→ Task
Locate each line in the records below that contains the word "savanna" and copy every such line in full.
------ Input records ------
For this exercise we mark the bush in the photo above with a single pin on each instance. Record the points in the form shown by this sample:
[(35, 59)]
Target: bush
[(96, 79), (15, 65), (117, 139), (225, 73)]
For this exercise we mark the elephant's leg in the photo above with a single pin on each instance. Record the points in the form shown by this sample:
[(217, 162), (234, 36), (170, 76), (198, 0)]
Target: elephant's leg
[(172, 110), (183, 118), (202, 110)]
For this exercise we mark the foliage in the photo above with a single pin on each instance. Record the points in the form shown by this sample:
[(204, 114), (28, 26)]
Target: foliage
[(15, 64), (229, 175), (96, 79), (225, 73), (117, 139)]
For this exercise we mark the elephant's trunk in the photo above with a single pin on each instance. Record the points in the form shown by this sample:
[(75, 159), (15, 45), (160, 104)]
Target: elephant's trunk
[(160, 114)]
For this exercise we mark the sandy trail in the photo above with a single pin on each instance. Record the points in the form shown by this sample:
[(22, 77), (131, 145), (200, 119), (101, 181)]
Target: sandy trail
------
------ Input records ------
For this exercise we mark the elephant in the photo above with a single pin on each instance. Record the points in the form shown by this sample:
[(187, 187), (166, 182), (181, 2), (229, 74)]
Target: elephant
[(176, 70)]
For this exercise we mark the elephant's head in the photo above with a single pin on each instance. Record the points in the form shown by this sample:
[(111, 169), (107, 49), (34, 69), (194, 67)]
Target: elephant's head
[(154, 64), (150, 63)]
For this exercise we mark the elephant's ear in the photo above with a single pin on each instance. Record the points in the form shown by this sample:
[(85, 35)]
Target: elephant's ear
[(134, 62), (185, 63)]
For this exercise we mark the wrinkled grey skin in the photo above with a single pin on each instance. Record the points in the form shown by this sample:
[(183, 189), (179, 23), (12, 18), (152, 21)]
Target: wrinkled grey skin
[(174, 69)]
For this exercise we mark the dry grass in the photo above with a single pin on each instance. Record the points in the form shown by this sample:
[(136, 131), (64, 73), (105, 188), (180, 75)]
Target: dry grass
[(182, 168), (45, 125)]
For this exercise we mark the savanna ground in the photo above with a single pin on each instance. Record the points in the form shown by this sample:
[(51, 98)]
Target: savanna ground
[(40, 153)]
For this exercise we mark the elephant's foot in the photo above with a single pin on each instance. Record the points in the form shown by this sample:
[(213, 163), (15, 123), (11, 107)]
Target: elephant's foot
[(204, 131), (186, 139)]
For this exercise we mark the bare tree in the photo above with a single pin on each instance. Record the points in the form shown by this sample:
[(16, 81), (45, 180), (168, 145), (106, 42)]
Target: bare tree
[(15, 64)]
------
→ The output
For this exercise we mark the savanna ground in the photo above with a single pin on each instance. Record the points in the form shown by this sample:
Target: savanna ground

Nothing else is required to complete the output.